HOW TO COMPLETE THIS TASK:
From the listing, collect all lines containing the word "bare".

DATA:
^^^^^^^^^^^^^^^^

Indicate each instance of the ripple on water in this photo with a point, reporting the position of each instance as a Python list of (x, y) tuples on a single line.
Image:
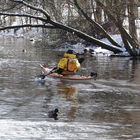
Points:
[(11, 129)]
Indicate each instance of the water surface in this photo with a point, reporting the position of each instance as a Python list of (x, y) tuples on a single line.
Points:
[(105, 109)]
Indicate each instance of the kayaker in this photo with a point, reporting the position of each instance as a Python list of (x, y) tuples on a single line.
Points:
[(69, 64), (53, 114)]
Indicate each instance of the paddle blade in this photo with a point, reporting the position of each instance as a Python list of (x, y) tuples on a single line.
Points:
[(94, 74), (42, 76)]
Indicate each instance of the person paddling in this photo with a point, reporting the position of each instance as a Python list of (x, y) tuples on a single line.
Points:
[(69, 64)]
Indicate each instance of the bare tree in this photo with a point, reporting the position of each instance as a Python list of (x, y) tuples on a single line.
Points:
[(50, 21)]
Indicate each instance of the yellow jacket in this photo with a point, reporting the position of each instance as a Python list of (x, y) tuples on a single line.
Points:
[(65, 63)]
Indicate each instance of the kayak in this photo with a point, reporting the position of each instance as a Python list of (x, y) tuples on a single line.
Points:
[(46, 70)]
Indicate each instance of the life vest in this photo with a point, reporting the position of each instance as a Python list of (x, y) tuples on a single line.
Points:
[(69, 63), (73, 65)]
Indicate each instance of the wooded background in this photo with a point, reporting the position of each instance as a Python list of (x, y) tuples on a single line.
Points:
[(76, 20)]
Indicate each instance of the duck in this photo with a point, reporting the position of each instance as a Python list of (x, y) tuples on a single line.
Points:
[(53, 114)]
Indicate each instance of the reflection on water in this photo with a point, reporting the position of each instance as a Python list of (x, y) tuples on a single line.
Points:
[(105, 109)]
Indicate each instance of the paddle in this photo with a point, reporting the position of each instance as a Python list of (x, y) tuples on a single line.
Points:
[(93, 74)]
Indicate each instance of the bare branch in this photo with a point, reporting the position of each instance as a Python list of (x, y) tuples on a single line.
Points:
[(24, 15), (27, 25)]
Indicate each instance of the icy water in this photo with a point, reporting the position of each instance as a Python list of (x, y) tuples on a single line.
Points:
[(105, 109)]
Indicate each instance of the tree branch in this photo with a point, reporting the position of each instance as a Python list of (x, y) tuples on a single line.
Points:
[(98, 26), (27, 25), (24, 15), (33, 7)]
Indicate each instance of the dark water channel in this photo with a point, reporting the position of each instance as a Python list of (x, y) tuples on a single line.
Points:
[(105, 109)]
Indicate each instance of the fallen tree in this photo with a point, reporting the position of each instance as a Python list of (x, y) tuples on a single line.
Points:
[(48, 22)]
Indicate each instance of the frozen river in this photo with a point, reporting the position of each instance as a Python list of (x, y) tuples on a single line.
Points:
[(105, 109)]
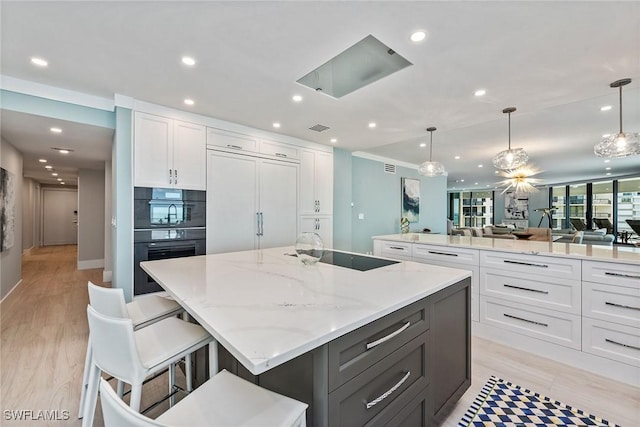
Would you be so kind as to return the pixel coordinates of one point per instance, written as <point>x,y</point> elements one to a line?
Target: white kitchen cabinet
<point>316,183</point>
<point>168,153</point>
<point>251,202</point>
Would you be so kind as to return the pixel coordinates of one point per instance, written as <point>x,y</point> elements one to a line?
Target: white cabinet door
<point>278,202</point>
<point>189,161</point>
<point>152,155</point>
<point>232,202</point>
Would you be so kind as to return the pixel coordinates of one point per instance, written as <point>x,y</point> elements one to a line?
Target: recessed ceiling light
<point>39,62</point>
<point>418,36</point>
<point>187,60</point>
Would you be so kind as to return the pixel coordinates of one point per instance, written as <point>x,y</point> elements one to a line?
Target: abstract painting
<point>7,209</point>
<point>516,205</point>
<point>411,199</point>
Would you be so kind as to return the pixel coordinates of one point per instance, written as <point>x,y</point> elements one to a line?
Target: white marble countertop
<point>266,307</point>
<point>616,253</point>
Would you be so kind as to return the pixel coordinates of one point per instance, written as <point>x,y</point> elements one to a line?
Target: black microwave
<point>168,208</point>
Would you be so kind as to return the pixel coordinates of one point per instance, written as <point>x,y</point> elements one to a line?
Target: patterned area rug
<point>502,404</point>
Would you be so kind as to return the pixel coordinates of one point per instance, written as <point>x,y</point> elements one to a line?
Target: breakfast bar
<point>360,339</point>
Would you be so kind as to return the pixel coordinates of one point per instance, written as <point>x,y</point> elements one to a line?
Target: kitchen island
<point>576,303</point>
<point>389,345</point>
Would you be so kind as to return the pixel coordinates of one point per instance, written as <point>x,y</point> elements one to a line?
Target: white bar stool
<point>224,400</point>
<point>143,311</point>
<point>131,356</point>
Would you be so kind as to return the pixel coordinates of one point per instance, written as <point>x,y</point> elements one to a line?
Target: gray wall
<point>11,259</point>
<point>90,219</point>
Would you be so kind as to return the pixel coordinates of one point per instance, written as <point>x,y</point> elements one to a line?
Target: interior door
<point>278,203</point>
<point>59,217</point>
<point>232,202</point>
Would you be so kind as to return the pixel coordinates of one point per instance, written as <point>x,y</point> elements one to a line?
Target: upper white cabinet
<point>169,153</point>
<point>316,183</point>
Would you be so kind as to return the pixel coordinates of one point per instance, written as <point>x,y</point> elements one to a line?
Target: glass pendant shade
<point>620,144</point>
<point>511,158</point>
<point>431,168</point>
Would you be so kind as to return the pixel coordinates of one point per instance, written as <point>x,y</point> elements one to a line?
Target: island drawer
<point>541,291</point>
<point>382,391</point>
<point>446,254</point>
<point>356,351</point>
<point>556,267</point>
<point>548,325</point>
<point>610,340</point>
<point>612,303</point>
<point>611,273</point>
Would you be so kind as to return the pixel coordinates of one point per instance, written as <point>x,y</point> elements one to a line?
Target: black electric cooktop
<point>355,262</point>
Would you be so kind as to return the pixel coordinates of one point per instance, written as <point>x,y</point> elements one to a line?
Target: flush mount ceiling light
<point>510,159</point>
<point>431,168</point>
<point>363,63</point>
<point>619,144</point>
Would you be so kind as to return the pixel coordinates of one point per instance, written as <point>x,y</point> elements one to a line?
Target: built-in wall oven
<point>168,223</point>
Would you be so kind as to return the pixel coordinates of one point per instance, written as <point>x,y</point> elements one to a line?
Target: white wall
<point>11,259</point>
<point>91,196</point>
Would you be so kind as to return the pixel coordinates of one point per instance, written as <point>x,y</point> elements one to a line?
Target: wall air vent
<point>319,127</point>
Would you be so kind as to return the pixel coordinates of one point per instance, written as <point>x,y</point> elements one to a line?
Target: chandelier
<point>519,180</point>
<point>431,168</point>
<point>510,159</point>
<point>620,144</point>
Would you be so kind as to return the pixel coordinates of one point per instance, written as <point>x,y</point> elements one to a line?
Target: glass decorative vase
<point>309,248</point>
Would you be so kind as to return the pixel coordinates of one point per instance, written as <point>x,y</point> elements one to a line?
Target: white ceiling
<point>552,60</point>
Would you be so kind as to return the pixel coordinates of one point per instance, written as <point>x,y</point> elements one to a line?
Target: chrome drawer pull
<point>525,289</point>
<point>526,263</point>
<point>629,276</point>
<point>620,344</point>
<point>442,253</point>
<point>386,394</point>
<point>388,337</point>
<point>622,306</point>
<point>525,320</point>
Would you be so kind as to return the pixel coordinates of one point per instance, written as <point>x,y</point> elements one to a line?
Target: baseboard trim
<point>90,263</point>
<point>12,289</point>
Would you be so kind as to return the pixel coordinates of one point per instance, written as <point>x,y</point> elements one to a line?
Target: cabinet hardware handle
<point>623,345</point>
<point>386,394</point>
<point>525,289</point>
<point>525,320</point>
<point>526,263</point>
<point>621,306</point>
<point>629,276</point>
<point>388,337</point>
<point>442,253</point>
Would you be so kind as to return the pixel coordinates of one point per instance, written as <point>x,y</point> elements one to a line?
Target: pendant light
<point>431,168</point>
<point>510,159</point>
<point>620,144</point>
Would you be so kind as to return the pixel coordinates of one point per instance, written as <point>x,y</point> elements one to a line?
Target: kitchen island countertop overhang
<point>266,307</point>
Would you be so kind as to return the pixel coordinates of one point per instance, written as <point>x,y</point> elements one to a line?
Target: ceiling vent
<point>319,127</point>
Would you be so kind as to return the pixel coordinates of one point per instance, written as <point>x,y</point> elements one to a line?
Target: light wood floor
<point>44,336</point>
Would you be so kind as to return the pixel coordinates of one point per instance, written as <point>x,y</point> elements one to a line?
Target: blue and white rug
<point>502,404</point>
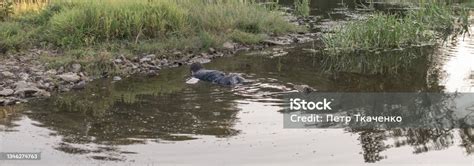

^^^^^^^^^^^^^^^^

SOLUTION FOR THIS PROBLEM:
Indicate each instance of the bare tree in this photo with a point, reporting the position of each instance as a Python list of (x, y) tuples on a single line.
Indicate each instance of the bare branch in this photo with a point, reporting the position of each instance as a Python list of (x, y) tuples on a single line.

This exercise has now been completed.